Named object pointing records:
-=-=-=-=-

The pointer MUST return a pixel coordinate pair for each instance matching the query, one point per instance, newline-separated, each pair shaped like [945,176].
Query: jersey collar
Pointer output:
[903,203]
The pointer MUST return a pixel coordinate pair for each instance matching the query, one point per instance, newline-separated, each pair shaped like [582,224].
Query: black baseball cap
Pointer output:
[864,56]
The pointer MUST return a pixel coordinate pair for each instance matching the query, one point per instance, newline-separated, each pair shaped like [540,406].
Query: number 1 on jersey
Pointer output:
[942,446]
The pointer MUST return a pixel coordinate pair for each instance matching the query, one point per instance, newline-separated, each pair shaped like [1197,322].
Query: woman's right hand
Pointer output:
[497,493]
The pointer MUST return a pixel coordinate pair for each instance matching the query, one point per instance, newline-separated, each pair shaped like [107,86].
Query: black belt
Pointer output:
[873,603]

-=-=-=-=-

Reproduce every line of the records above, requests included, and increase each pixel coordinate in the answers by 85. Leave the sample pairs in the requests unchanged.

The pointer MUST return a pixel coordinate pair for each instance matching the query, one point per instance, newline-separated, each pair shaped like [945,176].
Query: jersey collar
Pointer output:
[988,288]
The pointer MUST return a pixel coordinate pair for each instance matching the query, one point per instance, newline-separated, each pair shaped like [582,224].
Query: black baseball cap
Pointer output:
[949,141]
The pointer MUST return a pixel coordinate pair for each instance matching the query, one point per instance, newline-separated, each pair shaped like [540,406].
Query: number 1 on jersey
Pointer output:
[1027,531]
The pointer MUST return a pixel coordinate pair for each instance matching the query, one point per instance, newline-separated, each pair shaped like [1197,322].
Query: woman's right hand
Pointer output:
[582,578]
The pointer MUST return a pixel coordinate pair for each instance matching the query, one point per instance, newline-separated, each pair shaped like [107,86].
Query: black belt
Pointer output:
[958,688]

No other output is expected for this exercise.